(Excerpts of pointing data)
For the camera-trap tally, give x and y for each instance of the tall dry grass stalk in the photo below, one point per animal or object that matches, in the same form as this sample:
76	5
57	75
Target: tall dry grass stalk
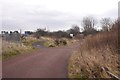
97	51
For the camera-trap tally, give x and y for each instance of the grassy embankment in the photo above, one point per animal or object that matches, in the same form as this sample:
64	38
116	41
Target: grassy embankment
10	49
96	51
52	42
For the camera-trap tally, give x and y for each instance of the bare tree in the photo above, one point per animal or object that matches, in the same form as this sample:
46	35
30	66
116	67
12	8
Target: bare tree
89	23
105	23
74	30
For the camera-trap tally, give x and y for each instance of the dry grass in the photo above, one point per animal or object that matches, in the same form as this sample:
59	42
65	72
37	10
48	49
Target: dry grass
100	50
10	49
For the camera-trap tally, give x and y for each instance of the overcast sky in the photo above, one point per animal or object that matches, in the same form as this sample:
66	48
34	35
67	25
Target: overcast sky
53	14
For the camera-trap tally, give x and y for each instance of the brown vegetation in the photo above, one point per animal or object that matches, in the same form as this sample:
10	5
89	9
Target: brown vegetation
97	51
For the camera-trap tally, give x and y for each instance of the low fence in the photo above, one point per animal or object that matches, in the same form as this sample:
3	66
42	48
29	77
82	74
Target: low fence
11	37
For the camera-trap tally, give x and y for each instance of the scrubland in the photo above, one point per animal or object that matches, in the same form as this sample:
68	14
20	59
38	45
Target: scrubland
97	54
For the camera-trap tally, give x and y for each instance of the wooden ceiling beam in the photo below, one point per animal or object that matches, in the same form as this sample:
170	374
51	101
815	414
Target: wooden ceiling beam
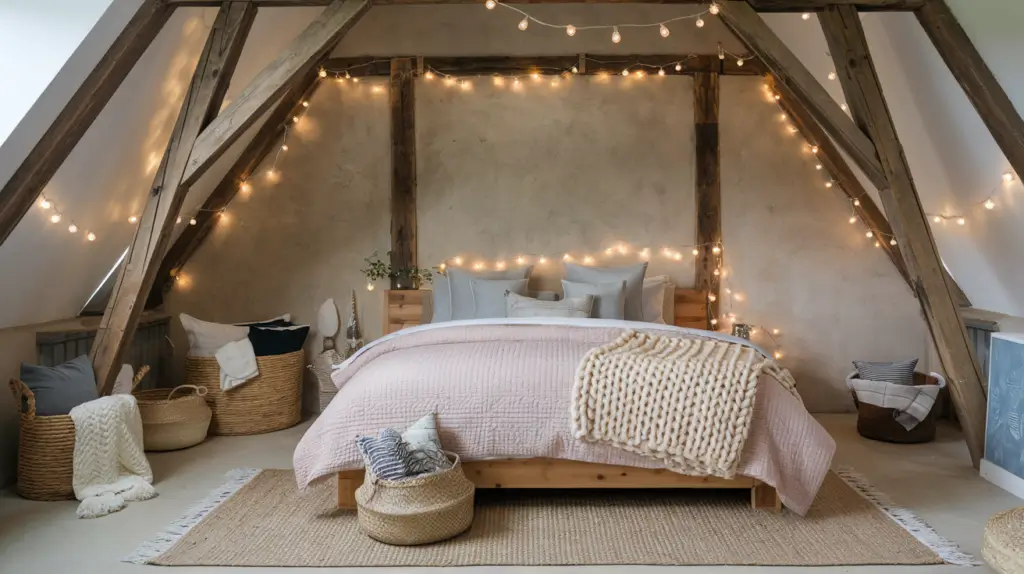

**PROBLEM DETAILS:**
Rescale the listing from the line with "of the brown" through the end of the listing, both ends included: repeat every line, requests too, multiply each answer coordinate by 0.2, and round to whole numbers with halves going up, leaving the numbers in the requests and their samples unchanged. Leave the pictures out of your answer.

**RESULT BELOW:**
For the camera-trap tally, give x and y for each instance of the brown vegetation in the photo above, one point per animal or object that matches, in the same form as this sample:
10	5
89	9
Target: brown vegetation
19	10
For the camera-trap tally, give x and y for each instance of the low fence in the photo above, one point per animal or object that matches, in the same form as this sample:
3	66
42	48
29	77
82	74
Target: low fence
2	7
For the camera-trap tally, give x and y for each instance of the scrubland in the photo above, one point per animal or object that matches, in the same form as this sample:
68	14
20	59
38	45
Target: scrubland
19	11
For the camera-trap tally, give x and y for each instance of the wooden ceiling beam in the photo below, one point per animal or object that matches, in the same form as this sample:
170	374
51	101
815	414
Target: wooden ceiling beam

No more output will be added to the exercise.